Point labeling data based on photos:
+--
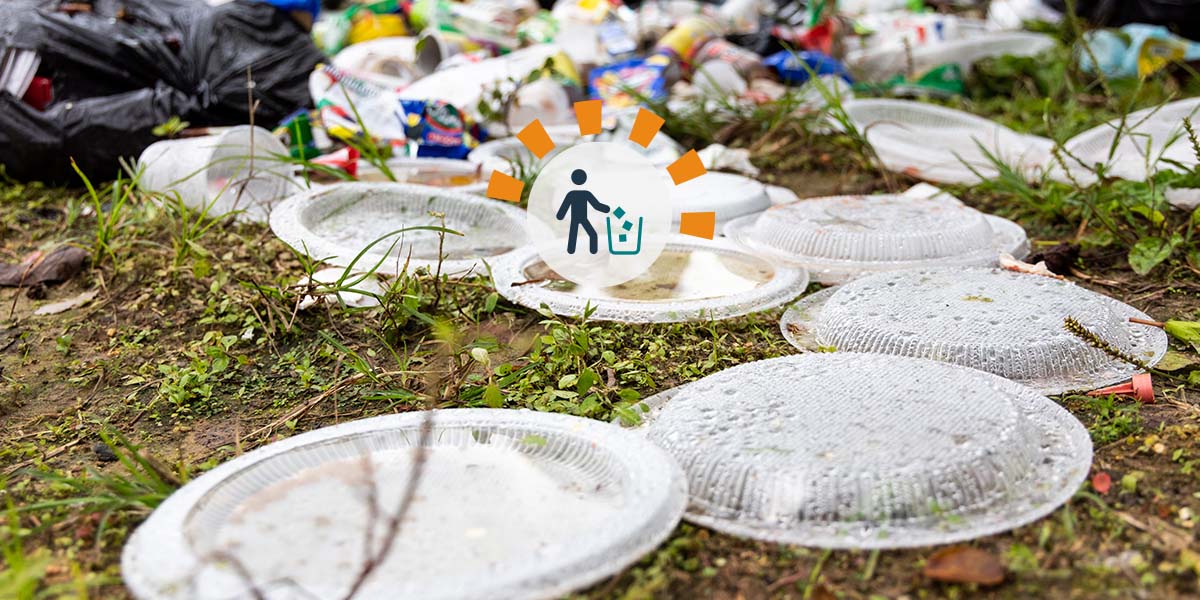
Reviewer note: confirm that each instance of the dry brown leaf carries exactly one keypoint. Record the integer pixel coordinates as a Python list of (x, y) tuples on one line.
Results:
[(963, 564)]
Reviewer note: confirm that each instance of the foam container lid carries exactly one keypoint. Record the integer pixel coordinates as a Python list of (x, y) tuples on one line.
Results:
[(844, 237), (942, 144), (993, 319), (851, 450), (511, 504), (335, 223), (693, 280)]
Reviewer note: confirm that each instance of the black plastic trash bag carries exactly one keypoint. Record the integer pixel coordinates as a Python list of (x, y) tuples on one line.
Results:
[(1182, 17), (130, 65)]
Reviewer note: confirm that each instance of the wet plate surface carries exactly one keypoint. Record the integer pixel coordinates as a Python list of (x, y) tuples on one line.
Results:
[(868, 451), (511, 504), (845, 237), (726, 195), (336, 223), (1150, 141), (991, 319), (691, 280)]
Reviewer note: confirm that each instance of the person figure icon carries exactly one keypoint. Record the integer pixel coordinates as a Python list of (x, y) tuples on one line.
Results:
[(576, 202)]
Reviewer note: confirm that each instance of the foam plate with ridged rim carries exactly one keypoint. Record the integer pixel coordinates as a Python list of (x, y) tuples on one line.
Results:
[(845, 237), (851, 450), (335, 223), (942, 144), (511, 504), (993, 319), (1150, 141), (691, 280)]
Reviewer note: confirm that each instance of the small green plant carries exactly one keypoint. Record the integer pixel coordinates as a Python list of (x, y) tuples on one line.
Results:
[(109, 222), (189, 388), (174, 126)]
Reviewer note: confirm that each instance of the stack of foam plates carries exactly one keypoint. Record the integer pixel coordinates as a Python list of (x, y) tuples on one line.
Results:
[(883, 63), (455, 174), (726, 195), (941, 144), (691, 280), (510, 504), (336, 223), (1002, 322), (868, 451), (845, 237), (1150, 141)]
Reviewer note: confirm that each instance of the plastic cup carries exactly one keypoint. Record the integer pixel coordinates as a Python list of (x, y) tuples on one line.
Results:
[(214, 173)]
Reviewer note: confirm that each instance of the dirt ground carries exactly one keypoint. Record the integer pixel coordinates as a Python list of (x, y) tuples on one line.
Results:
[(183, 354)]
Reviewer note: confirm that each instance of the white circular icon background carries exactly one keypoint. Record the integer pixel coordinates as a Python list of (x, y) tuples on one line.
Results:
[(629, 237)]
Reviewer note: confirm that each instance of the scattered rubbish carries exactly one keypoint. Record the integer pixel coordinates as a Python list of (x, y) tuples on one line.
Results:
[(363, 221), (942, 144), (798, 67), (840, 238), (887, 63), (570, 502), (851, 450), (693, 280), (1133, 51), (66, 305), (237, 171), (963, 564), (120, 70), (1141, 388), (719, 157), (337, 287), (996, 321), (40, 268)]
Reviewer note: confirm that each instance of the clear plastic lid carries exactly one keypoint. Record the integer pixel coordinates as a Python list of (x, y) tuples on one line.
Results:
+--
* AIM OF THE EXERCISE:
Please duplicate every row above word for word, leaving the pictures out.

* RESULT OF THE EXERCISE:
Reviewer note: confirm that each instance of the dry brown leaf carries exactly one keypoint. Record the integer pixel coordinates as a Python list of (x, y) tuples on one line.
Results:
[(963, 564)]
Reviewer note: confirm that each instance of the foam container lid carries exactly one keypoint. Record the integer pixel coordinates as a Python list of (x, y) tuples on one line.
Results:
[(844, 237), (942, 144), (993, 319), (851, 450), (511, 504), (335, 223), (693, 280)]
Reviewer note: confirm that each instance of the black plastic trash bag carries exactly one keypoint. Record the integer pixel coordinates as a Python list of (x, y) tuples on one line.
Results:
[(1182, 17), (130, 65)]
Reviewer note: confirm that each instance of the wet plate surface carries exactly one keypoint. Record the integer pixel coordinates as a Python list of (x, y) tuples on one line.
Results:
[(868, 451), (511, 504), (845, 237), (726, 195), (336, 223), (1150, 141), (991, 319), (691, 280)]
Reviewer note: confirm that each instance of the person figure icon carries exactly one keypoint. Record the integer pixel coordinates as a Python list of (x, y) tuples on one line.
Results:
[(576, 202)]
Reviewer note: confirm that each instance of the foam plate with ridged rim carries exactly one keypoint. Record the integer pixel coordinates as a Python list of (x, y) tuples on one line.
Results:
[(845, 237), (851, 450), (335, 223), (942, 144), (511, 504), (993, 319), (1150, 141), (691, 280)]
Reviewer note: confirm that each instance of the small green plant carries exactly one keypoint. Record the integer pixel coordinates as a Python list of (x, y) tuples on one line.
Results:
[(109, 222), (189, 388), (174, 126)]
Reviewer note: confirm that each instance of the stack of foam plates carries exactly one keypoint. Record the integer pixel coordinates as a Python list of (x, y) tuples on one line.
Results:
[(883, 63), (455, 174), (726, 195), (941, 144), (691, 280), (510, 504), (336, 223), (1002, 322), (868, 451), (845, 237), (1150, 141)]
Reviewer note: confirm that each instance of the plastic cup carries exactly one keypoint. Record the integer pixel coordinates as a Python list of (x, y) tuples on one line.
Results:
[(214, 173)]
Reviewer note: confirm that each instance of the dirt ground carries exactly one keypoint. Record the integer pixel coordinates as a Python list of (x, y) tuples on one line.
Results:
[(183, 354)]
Reviewer note: confirm that each instance of the white circular icon background carries exactly one keypoint. Record the integer pixel coordinates as a Python list of (x, y) tuples on one line.
Results:
[(629, 237)]
Reviewer note: confirm that each instance of the scattered rubbish carries exactly one keypoint. Record the integer pixel coordinates as a Python list of (x, y) tuples on one line.
Results:
[(363, 221), (942, 144), (798, 67), (840, 238), (887, 63), (570, 502), (851, 450), (693, 280), (1133, 51), (66, 305), (237, 171), (963, 564), (120, 70), (1141, 388), (719, 157), (337, 287), (996, 321), (40, 268)]
Reviewer note: confirm that each instance of the clear plastic lid carries exactly one keypoint. Record the integer pixel coordinates as a Python list of (x, y) tuples on one line.
Results:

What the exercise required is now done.